## Work instruction A
Answer these questions using the article on CQC inspection ratings:
(i) What is the title of the document in which the government outlined its plans?
(ii) Which two pieces of legislation does the Department of Health propose the measures become part of?
(iii) What amount are the penalty notices the CQC will be able to issue in place of prosecution?
## Work instruction B
Please list every place in a GP surgery that the article on CQC inspection ratings names as a minimum location for displaying the rating.
## Work instruction C
Copy word for word the stretch of the article on CQC inspection ratings from "The Department of Health is proposing" through "Registrations Regulations 2009.".

## Text under study

Hospitals To Display CQC Inspection Ratings Or Face Penalties


The Department of Health is set to introduce new measures that will see hospitals and GP surgeries in the UK having to publicly display the results of their latest Care Quality Commission (CQC) inspection.

Health secretary Jeremy Hunt is bringing in these rules to provide greater reassurance to patients that the care they are receiving is of a good standard, but also to make sure they are aware of any failings relating to their local medical facility.

In a document entitled 'Display of Performance Assessment', the government has outlined its plans, detailing that hospitals and doctors' surgeries will have to show their ratings, or face a significant penalty.

Mr Hunt explained that he believed "putting the scores on the doors" would help to "inform people's choices".

The Department of Health is proposing that these measures are made a legal requirement as part of both the Health and Social Care Act 2008 and the CQC Registrations Regulations 2009.

The government report states: "We expect providers to consider where displaying the rating at a premises will be visible to the most people and if necessary, check with the people who use their services as to whether they were aware of the rating being displayed.

"For example, at a minimum, a GP surgery should have the rating clearly displayed at reception, or in the waiting room, or at the main entrance of the surgery."

It adds that the penalty for failing to do this could be up to two fines of £500, while the CQC will be able to issue penalty notices of £100 in place of prosecution.

## Given information
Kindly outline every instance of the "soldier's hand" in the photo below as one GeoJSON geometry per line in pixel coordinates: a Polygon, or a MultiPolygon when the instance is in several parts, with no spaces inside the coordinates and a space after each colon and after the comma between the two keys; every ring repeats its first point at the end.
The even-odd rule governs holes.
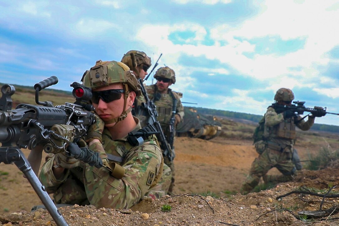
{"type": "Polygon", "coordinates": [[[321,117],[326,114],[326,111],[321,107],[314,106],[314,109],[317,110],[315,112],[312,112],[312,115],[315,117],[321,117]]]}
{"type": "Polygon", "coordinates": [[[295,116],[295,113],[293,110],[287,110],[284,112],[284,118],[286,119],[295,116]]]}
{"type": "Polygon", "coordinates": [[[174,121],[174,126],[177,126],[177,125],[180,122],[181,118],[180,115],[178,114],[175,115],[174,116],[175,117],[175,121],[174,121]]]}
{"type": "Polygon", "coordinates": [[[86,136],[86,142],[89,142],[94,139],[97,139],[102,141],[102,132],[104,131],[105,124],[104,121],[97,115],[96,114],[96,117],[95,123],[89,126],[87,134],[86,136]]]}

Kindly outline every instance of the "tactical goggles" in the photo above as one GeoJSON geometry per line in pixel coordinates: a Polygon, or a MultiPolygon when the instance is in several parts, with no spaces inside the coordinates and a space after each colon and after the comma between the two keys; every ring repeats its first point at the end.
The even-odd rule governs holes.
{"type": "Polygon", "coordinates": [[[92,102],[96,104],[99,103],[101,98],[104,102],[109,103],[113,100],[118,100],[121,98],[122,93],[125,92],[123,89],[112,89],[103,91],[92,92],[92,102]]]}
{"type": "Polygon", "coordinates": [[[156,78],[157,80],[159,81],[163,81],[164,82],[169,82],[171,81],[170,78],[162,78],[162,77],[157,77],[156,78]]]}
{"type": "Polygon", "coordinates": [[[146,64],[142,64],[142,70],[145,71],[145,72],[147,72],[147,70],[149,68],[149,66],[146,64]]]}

--

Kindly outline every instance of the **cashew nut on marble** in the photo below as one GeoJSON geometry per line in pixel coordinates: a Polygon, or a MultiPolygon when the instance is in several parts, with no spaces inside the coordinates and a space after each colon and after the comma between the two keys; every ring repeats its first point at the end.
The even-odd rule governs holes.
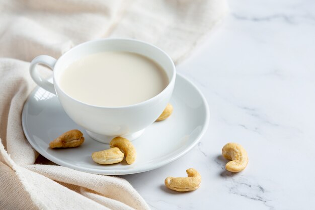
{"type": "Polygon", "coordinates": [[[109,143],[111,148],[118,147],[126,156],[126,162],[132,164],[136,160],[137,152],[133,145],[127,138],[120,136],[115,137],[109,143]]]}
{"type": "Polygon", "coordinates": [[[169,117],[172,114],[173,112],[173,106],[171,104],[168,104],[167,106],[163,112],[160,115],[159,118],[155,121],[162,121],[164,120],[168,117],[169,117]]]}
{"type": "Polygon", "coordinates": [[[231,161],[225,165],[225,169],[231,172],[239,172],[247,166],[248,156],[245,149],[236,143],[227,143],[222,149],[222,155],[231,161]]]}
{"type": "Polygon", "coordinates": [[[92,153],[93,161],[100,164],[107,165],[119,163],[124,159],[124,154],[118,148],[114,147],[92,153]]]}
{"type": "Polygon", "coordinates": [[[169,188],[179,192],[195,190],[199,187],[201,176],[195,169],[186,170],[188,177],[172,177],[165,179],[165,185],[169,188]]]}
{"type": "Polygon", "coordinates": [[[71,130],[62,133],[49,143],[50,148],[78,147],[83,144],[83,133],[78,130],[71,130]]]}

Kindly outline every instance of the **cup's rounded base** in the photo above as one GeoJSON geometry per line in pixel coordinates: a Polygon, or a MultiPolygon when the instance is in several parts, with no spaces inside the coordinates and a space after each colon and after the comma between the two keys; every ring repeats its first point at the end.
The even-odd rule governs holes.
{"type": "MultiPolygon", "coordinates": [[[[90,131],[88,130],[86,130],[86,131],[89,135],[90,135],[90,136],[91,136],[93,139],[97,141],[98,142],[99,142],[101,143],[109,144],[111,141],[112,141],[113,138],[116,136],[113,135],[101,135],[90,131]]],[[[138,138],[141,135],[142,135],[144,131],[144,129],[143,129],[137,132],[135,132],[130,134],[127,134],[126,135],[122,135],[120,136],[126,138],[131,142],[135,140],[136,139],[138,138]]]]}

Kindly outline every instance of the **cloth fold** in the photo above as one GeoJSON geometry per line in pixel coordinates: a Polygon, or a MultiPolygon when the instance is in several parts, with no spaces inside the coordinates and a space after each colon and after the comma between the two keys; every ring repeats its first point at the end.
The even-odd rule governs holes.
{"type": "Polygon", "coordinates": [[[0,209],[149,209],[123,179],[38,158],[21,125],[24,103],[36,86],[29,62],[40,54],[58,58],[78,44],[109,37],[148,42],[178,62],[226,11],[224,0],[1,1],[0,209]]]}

--

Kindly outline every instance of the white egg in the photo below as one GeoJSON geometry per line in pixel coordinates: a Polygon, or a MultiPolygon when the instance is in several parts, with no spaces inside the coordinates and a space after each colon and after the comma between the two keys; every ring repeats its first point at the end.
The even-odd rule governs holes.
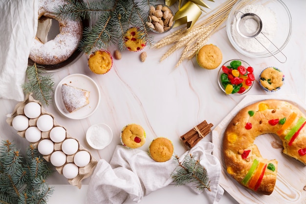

## Answer area A
(i) 'Display of Performance Assessment'
(ii) The Health and Social Care Act 2008 and the CQC Registrations Regulations 2009
(iii) £100

## Answer area B
Reception
The waiting room
The main entrance of the surgery

## Answer area C
The Department of Health is proposing that these measures are made a legal requirement as part of both the Health and Social Care Act 2008 and the CQC Registrations Regulations 2009.